## ARTICLE
::::::

Advanced Configuration Guide
Connection Management Settings
These settings control how the library manages database connections across service principals, which is crucial for performance and reliability.
Setting | Description | Default | Impact of Changes & Default Reasoning |
---|---|---|---|
advanced.connection.max_connections_per_sp | Maximum concurrent connections per service principal. Dynamics 365 enforces a hard limit of 52 connections. | 50 | We default to 50 connections to leave headroom for system operations while maximizing throughput. Higher values enable more concurrent operations but risk hitting CRM's hard limit of 52, while lower values reduce resource usage and throughput but provide more safety margin. |
Performance Settings
These settings control data processing and resource utilization. They significantly impact throughput and reliability.

::::::

Position identification records
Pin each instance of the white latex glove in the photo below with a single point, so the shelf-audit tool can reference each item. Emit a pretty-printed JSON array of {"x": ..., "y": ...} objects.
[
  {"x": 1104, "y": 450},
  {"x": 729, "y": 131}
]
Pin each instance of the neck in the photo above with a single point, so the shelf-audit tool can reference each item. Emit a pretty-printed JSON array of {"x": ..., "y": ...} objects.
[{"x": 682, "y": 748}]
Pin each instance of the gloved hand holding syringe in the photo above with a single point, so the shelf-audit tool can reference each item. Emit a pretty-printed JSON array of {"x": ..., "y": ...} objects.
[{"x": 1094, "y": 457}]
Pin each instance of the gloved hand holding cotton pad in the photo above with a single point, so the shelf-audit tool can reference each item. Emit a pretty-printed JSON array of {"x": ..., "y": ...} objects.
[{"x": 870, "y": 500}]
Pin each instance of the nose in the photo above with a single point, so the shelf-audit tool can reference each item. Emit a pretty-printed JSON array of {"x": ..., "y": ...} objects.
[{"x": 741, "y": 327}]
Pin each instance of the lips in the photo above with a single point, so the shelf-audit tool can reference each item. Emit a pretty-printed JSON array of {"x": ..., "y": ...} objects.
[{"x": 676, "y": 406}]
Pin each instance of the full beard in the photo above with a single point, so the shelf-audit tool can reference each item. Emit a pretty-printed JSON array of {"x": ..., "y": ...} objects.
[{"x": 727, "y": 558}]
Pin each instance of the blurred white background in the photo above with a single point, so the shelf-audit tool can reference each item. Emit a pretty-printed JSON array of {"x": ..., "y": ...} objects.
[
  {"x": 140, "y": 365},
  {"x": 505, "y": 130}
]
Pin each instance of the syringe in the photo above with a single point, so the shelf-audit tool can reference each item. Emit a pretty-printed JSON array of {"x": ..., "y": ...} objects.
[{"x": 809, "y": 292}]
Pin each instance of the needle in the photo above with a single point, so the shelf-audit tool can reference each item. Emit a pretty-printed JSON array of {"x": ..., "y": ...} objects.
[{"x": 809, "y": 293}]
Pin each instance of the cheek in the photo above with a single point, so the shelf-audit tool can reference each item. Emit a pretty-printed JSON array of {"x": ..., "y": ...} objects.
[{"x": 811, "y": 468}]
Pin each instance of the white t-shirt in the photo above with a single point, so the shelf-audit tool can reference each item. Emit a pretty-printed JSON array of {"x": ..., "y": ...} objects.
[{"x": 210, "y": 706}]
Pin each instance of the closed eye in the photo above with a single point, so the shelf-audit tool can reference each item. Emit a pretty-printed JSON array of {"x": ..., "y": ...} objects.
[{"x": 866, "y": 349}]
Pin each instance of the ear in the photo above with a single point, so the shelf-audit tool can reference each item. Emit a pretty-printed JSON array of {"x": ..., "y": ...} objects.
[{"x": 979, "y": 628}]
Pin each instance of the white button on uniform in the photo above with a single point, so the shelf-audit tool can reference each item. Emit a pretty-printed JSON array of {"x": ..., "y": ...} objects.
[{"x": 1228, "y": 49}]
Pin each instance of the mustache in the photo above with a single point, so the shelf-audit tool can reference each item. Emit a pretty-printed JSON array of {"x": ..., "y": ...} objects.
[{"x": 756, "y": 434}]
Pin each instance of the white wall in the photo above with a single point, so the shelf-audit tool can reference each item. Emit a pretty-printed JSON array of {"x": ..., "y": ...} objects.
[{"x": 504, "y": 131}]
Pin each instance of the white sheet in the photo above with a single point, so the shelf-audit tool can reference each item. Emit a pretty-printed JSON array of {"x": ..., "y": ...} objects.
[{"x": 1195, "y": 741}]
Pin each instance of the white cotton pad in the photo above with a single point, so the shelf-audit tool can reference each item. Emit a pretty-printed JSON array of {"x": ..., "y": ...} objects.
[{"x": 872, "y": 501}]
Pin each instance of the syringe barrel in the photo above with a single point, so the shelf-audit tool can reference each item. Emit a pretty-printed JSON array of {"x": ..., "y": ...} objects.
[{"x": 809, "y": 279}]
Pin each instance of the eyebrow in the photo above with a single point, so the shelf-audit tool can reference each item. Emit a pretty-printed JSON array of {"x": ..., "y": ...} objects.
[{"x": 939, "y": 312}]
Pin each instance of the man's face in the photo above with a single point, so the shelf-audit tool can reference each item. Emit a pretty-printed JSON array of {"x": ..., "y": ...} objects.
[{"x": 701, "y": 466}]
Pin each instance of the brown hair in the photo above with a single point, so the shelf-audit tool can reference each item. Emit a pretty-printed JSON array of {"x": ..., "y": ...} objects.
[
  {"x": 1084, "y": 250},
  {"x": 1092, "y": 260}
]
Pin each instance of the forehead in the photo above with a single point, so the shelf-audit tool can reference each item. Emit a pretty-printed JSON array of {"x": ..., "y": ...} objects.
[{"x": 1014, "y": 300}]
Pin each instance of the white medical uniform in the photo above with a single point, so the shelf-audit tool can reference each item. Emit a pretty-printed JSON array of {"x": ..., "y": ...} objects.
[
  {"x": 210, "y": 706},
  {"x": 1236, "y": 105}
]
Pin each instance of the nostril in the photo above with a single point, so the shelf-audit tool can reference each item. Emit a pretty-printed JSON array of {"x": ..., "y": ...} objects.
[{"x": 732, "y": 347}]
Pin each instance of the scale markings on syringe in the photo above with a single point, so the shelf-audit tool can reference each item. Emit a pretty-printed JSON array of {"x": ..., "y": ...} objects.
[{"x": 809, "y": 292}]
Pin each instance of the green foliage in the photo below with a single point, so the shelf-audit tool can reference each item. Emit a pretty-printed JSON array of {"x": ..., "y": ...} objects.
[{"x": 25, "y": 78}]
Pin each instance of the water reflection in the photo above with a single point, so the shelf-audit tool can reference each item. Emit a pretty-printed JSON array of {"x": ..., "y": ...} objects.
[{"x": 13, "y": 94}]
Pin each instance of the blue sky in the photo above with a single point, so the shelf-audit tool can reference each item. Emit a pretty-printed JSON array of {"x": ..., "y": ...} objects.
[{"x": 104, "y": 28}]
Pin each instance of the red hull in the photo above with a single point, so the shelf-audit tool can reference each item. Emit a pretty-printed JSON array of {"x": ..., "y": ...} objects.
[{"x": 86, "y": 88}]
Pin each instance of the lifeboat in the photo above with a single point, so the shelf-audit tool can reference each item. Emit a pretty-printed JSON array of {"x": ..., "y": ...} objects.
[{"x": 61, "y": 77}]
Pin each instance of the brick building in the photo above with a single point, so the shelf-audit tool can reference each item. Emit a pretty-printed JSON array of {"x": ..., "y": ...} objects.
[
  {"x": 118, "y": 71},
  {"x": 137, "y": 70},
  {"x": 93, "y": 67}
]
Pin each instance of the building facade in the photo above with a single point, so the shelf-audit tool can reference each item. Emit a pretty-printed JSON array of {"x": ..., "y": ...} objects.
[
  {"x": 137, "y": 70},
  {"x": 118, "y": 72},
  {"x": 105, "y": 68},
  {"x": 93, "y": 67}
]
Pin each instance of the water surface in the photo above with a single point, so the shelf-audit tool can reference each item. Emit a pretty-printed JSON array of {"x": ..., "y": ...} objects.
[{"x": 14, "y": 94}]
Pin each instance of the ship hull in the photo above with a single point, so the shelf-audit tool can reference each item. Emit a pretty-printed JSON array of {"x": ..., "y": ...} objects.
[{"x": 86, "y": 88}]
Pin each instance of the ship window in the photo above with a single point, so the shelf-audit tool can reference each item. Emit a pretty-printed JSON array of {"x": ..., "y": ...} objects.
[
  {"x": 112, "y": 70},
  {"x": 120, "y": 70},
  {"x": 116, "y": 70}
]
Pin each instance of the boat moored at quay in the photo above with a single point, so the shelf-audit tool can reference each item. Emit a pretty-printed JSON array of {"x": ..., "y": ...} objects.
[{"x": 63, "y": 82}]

::::::

## EXERCISES TO COMPLETE
1. According to the configuration guide, how many connections does Dynamics 365 allow at most?
2. Using the configuration guide, explain why the default for maximum connections per service principal is 50.
3. From the configuration guide, reproduce the passage that starts at the words "Advanced Configuration Guide" and stops after "throughput and reliability.".

## RESULTS FOR EACH TASK
1. Dynamics 365 enforces a hard limit of 52 connections.

2. The default is 50 so that it leaves headroom for system operations while still maximizing throughput. A higher value risks hitting the CRM hard limit of 52.

3.
Advanced Configuration Guide
Connection Management Settings
These settings control how the library manages database connections across service principals, which is crucial for performance and reliability.
Setting | Description | Default | Impact of Changes & Default Reasoning |
---|---|---|---|
advanced.connection.max_connections_per_sp | Maximum concurrent connections per service principal. Dynamics 365 enforces a hard limit of 52 connections. | 50 | We default to 50 connections to leave headroom for system operations while maximizing throughput. Higher values enable more concurrent operations but risk hitting CRM's hard limit of 52, while lower values reduce resource usage and throughput but provide more safety margin. |
Performance Settings
These settings control data processing and resource utilization. They significantly impact throughput and reliability.